*Exercise prompt:* Top to bottom, give the entries again exactly as written.

*Record set:*
--
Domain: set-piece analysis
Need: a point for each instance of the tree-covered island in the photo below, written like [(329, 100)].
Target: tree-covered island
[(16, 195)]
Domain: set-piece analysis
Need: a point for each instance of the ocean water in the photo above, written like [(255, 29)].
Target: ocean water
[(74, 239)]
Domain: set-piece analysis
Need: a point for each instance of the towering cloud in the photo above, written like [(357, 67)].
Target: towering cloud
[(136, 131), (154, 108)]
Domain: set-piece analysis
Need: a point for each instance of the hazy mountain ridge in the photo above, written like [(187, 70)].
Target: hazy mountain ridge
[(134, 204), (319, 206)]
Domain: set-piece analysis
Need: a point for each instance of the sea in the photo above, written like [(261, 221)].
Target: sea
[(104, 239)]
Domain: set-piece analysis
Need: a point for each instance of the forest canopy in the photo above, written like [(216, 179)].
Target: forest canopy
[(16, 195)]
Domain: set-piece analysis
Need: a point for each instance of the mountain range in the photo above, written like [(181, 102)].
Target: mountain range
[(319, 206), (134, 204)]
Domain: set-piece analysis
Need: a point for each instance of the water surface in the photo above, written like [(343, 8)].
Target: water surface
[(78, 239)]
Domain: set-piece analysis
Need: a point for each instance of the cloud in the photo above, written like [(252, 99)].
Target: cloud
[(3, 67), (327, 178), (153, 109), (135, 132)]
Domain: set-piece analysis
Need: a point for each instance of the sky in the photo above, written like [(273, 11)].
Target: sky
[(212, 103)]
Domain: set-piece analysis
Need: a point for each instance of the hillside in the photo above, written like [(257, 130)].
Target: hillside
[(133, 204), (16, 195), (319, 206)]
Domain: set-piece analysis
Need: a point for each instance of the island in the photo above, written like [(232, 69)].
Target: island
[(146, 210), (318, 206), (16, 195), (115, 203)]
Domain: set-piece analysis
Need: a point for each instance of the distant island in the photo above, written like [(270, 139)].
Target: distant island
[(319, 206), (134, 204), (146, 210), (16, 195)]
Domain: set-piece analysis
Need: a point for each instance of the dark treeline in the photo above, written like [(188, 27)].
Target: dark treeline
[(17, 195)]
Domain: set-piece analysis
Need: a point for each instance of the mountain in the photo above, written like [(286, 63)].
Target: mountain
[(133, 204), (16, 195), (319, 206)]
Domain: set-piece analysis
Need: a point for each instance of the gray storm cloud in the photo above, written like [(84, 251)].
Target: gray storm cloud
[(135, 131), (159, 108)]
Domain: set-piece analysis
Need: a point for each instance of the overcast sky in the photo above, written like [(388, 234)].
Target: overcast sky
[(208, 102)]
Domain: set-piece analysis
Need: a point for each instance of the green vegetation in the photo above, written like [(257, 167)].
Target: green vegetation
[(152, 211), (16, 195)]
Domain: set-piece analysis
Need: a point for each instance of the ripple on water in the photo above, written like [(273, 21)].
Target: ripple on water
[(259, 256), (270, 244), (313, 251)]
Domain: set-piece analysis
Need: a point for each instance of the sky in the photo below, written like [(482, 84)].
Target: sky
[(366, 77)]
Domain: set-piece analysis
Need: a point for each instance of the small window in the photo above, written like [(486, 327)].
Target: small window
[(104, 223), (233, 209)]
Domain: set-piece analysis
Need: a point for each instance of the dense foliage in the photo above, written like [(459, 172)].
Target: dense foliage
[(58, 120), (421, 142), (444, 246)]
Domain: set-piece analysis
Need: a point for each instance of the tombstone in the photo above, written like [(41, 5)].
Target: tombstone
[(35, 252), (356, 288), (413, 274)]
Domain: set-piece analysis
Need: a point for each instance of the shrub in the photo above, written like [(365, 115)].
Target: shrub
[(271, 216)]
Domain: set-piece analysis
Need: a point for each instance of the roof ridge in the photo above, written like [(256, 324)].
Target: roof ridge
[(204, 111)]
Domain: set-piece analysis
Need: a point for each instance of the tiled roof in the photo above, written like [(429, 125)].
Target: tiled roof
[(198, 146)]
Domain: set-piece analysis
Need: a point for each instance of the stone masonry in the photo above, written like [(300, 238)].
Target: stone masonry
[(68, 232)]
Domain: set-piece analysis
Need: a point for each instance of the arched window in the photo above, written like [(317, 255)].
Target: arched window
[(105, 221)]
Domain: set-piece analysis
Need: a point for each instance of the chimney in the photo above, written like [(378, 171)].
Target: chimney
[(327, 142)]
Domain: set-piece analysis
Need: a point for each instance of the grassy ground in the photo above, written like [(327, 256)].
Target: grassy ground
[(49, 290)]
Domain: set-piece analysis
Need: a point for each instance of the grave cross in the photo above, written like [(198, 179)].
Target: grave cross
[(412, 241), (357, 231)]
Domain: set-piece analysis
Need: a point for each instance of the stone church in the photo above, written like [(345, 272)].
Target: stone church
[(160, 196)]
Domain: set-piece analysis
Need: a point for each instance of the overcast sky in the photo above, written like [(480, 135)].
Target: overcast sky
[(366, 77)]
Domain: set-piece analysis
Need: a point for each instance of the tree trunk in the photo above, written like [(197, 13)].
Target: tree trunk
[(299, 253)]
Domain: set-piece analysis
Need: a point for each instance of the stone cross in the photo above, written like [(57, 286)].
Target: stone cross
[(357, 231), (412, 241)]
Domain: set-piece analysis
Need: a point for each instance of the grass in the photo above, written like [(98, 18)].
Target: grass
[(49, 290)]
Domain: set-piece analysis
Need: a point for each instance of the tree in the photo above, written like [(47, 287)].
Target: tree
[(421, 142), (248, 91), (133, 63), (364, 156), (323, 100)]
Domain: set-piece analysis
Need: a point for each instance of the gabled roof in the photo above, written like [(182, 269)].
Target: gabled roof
--
*Expected output:*
Domain: set-piece analysis
Need: a point for each instance of the tree-covered island in the photo below, written like [(329, 100)].
Target: tree-covered island
[(16, 195)]
Domain: set-piece analysis
Need: a point for each instance of the ocean water in the photo above, written like [(255, 29)].
Target: ocean water
[(74, 239)]
Domain: set-piece analysis
Need: a point for each instance of the towering cloud in the photo above, written like [(357, 67)].
Target: towering cloud
[(136, 131), (154, 108)]
Domain: set-piece analysis
Need: a point for each instance of the hazy mountain ridge in the photo above, written like [(187, 70)].
Target: hazy mountain ridge
[(134, 204), (319, 206)]
Domain: set-piece analysis
Need: a point for each instance of the sea in the photo above, written like [(261, 221)].
Target: sea
[(104, 239)]
Domain: set-piece analysis
Need: a point for each instance of the forest canopy in the photo above, written like [(216, 179)].
Target: forest canopy
[(16, 195)]
Domain: set-piece analysis
Need: a point for each instance of the mountain range in the photo above, written like [(181, 102)].
Target: mountain range
[(319, 206), (134, 204)]
Domain: set-piece analysis
Need: a point for each instance of the water surface in the photo above, written like [(343, 8)].
Target: water surface
[(78, 239)]
Domain: set-piece analysis
Need: a point for each instance of the cloud in the photo above, written like [(252, 99)].
Target: cloud
[(3, 67), (327, 178), (153, 109), (135, 132)]
Domain: set-piece analysis
Need: a point for each instance of the sky in the photo above, written like [(273, 11)].
Target: sky
[(212, 103)]
Domain: set-piece analysis
Need: a point for each instance of the hillside in the photo above, written like [(257, 130)].
Target: hillside
[(133, 204), (16, 195), (319, 206)]
Domain: set-piece analysis
Need: a point for each instance of the island in the photo above, written like [(232, 69)].
Target: island
[(146, 210), (318, 206), (16, 195), (115, 203)]
Domain: set-piece analysis
Need: a point for each instance of the distant island in the photo above, written like [(270, 139)].
Target: distant island
[(319, 206), (134, 204), (146, 210), (16, 195)]
Domain: set-piece analysis
Need: a point for each instance of the dark treeline in the photo above, written like [(188, 27)].
Target: dark treeline
[(17, 195)]
Domain: set-piece analysis
Need: a point for each instance of the mountain in the photo above, written like [(286, 63)].
Target: mountain
[(133, 204), (16, 195), (319, 206)]
Domain: set-piece analysis
Need: a point for each instance of the gray storm cloud in the photo above, written like [(84, 251)].
Target: gray storm cloud
[(135, 131), (159, 108)]
Domain: set-piece analysis
Need: a point for each instance of the overcast sky in the photo above, written like [(388, 234)].
Target: overcast sky
[(208, 102)]
Domain: set-piece analysis
Need: a point for each instance of the green vegetation in the photo above, written like [(257, 167)].
Target: green vegetation
[(152, 211), (16, 195)]
Domain: set-piece analysis
Need: a point for each instance of the ripple on water in the photo above, written like [(273, 21)].
Target: ripple on water
[(259, 256), (270, 244), (313, 251)]
Domain: set-piece analysis
Need: a point for each instance of the sky in the photo below, written like [(482, 84)].
Target: sky
[(366, 77)]
Domain: set-piece analysis
Need: a point for each instance of the small window in the photo above, written like [(486, 327)].
Target: small window
[(104, 223), (233, 209)]
Domain: set-piece analysis
Need: a point for each instance of the dense foliage in the photo above, written like [(459, 172)].
Target: dense foliage
[(58, 120), (421, 142), (444, 246)]
Domain: set-piece analysis
Need: a point for each instance of the tombstone in the photo above, written like [(41, 5)].
Target: tombstone
[(35, 252), (356, 288), (413, 274)]
Domain: set-piece analysis
Need: a point for each instance of the shrub in the photo above, written like [(365, 115)].
Target: shrub
[(271, 216)]
Domain: set-piece analysis
Need: a point for each instance of the roof ridge in the photo above, written like [(256, 324)].
Target: roof ridge
[(204, 111)]
Domain: set-piece analysis
Need: a point for each instance of the tiled roof in the photo above, written like [(429, 125)].
Target: tiled roof
[(198, 146)]
Domain: set-piece analysis
Need: a point for each instance of the stone masonry in the photo above, written like [(300, 238)].
Target: stone masonry
[(68, 232)]
Domain: set-piece analysis
Need: a point for each instance of the arched window in the photo above, written like [(317, 255)].
Target: arched window
[(105, 221)]
Domain: set-piece analysis
Need: a point for each instance of the chimney in the photo above, written like [(378, 171)].
Target: chimney
[(327, 142)]
Domain: set-piece analysis
Need: a point for each instance of the grassy ground in the photo above, written like [(327, 256)].
Target: grassy ground
[(49, 290)]
Domain: set-piece analysis
Need: a point for each instance of the grave cross in the photo above, written like [(198, 179)].
Target: grave cross
[(412, 241), (357, 231)]
Domain: set-piece analysis
Need: a point for each instance of the stone church in the photo above, written like [(345, 272)].
Target: stone church
[(160, 196)]
Domain: set-piece analysis
Need: a point for each instance of the overcast sky in the photo above, written like [(480, 135)].
Target: overcast sky
[(366, 77)]
Domain: set-piece analysis
Need: a point for each instance of the tree trunk in the photo above, written like [(197, 13)].
Target: tree trunk
[(299, 253)]
Domain: set-piece analysis
Need: a point for each instance of the stone cross in the photo above, written like [(57, 286)].
Target: stone cross
[(357, 231), (412, 241)]
Domain: set-piece analysis
Need: a point for each instance of the grass in the photo above, written like [(98, 18)].
Target: grass
[(49, 290)]
Domain: set-piece analysis
Need: a point for each instance of the tree in the photo above, written like [(47, 287)].
Target: tree
[(421, 142), (248, 91), (133, 63), (364, 156), (323, 100)]
Domain: set-piece analysis
Need: a point for each instance of the gabled roof in the photo above, written like [(182, 269)].
Target: gabled roof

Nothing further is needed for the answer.